While Mark understands the crucial roles technology, collaboration, and creative problem-solving skills play in the classroom, he also recognizes it’s a delicate balance.

“Tech is great, tech is powerful,” he says. “But you can’t depend on one technology when it comes to teaching and learning.” By consistently staying connected with the educational technology industry and bringing big name companies and power players into his classroom, Mark has helped his students raise their expectations for their futures, while empowering them with the skills to achieve their goals. “It’s about how we’re using technology to enhance lessons, rather than as a holy grail.”

Don’t forget the human touch

Originally, Mark studied IT networking. However, as a teaching assistant, Mark was frequently praised for his technical approach to instruction. Eventually, he reconsidered his career path and went on to pursue a master’s degree in education.

Soon after graduating, Mark was put in charge of the virtual learning environment (VLE) at Phoenix High School in northwest London. Here he attacked his work with passion, though the response to his nontraditional methods was less than ideal. However, rather than abandon the new assignment, Mark tapped into his creative problem-solving skills and changed course.

“I learned very quickly that, to get young people onto the VLE, I had to make it entertaining for them,” he says. “So I put a lot of the games they used to play in class on there. That was the carrot to get them into understanding the system.” From there, he continued to look for new ways to engage his classes, going so far as to put videos of himself teaching on the VLE, for both students who needed a refresher and students who missed the lesson.

Mark’s experience at Phoenix was a game changer. “We’ve done practical mobile development,” he says. “We’ve done some coding, and we’ve done design work. It’s all about creativity.” And, to create that content, he explains that “we’re using technology as a tool to enhance the content development experience. Adobe Creative Cloud tools, such as Adobe Spark, have enabled my students to create content in a short space of time.”

^^^^^^^^

● **Problem set**:
[1] From the profile of Mark, extract the passage that begins at the words "Originally, Mark studied" and ends after the words "and changed course.".
[2] According to the profile of Mark, what degree did he go on to pursue after reconsidering his career path?
Work only from the profile of Mark.

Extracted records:
^^^^^^^^

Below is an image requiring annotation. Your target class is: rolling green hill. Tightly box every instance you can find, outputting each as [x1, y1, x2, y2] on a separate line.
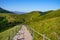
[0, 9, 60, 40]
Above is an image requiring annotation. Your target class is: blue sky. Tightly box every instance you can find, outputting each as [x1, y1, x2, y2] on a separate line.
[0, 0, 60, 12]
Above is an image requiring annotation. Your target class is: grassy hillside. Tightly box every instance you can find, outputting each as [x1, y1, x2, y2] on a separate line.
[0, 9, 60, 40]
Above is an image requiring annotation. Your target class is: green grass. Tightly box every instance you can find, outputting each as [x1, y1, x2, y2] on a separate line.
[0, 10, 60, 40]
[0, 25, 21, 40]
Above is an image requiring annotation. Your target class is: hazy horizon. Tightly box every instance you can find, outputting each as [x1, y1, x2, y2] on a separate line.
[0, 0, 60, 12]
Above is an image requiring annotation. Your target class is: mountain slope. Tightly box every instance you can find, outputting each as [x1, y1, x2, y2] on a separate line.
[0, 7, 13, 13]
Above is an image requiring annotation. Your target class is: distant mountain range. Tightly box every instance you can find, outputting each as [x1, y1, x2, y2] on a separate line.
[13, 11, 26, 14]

^^^^^^^^

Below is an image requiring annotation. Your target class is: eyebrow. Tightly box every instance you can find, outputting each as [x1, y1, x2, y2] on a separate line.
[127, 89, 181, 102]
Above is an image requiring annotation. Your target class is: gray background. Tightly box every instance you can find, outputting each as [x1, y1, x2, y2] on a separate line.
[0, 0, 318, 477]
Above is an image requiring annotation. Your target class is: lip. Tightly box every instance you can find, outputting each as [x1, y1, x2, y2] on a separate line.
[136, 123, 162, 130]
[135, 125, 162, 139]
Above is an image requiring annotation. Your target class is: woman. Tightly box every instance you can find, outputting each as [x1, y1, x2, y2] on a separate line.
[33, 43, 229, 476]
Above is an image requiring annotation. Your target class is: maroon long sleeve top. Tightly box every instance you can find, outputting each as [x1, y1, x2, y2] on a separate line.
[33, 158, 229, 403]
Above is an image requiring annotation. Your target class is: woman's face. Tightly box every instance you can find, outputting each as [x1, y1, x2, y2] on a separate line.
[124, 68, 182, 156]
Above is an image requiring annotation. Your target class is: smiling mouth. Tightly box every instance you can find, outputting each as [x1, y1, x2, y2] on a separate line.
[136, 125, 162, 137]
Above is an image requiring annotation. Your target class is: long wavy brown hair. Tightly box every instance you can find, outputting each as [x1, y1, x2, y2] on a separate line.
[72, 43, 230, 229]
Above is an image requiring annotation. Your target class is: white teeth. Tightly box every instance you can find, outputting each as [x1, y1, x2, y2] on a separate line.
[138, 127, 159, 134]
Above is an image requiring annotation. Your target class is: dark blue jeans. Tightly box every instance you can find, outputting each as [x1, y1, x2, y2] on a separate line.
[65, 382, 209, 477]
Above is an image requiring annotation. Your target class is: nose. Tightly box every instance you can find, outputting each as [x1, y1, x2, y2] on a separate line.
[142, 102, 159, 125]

^^^^^^^^

● **Answers by item**:
[1]
Originally, Mark studied IT networking. However, as a teaching assistant, Mark was frequently praised for his technical approach to instruction. Eventually, he reconsidered his career path and went on to pursue a master’s degree in education.

Soon after graduating, Mark was put in charge of the virtual learning environment (VLE) at Phoenix High School in northwest London. Here he attacked his work with passion, though the response to his nontraditional methods was less than ideal. However, rather than abandon the new assignment, Mark tapped into his creative problem-solving skills and changed course.

[2] A master's degree in education.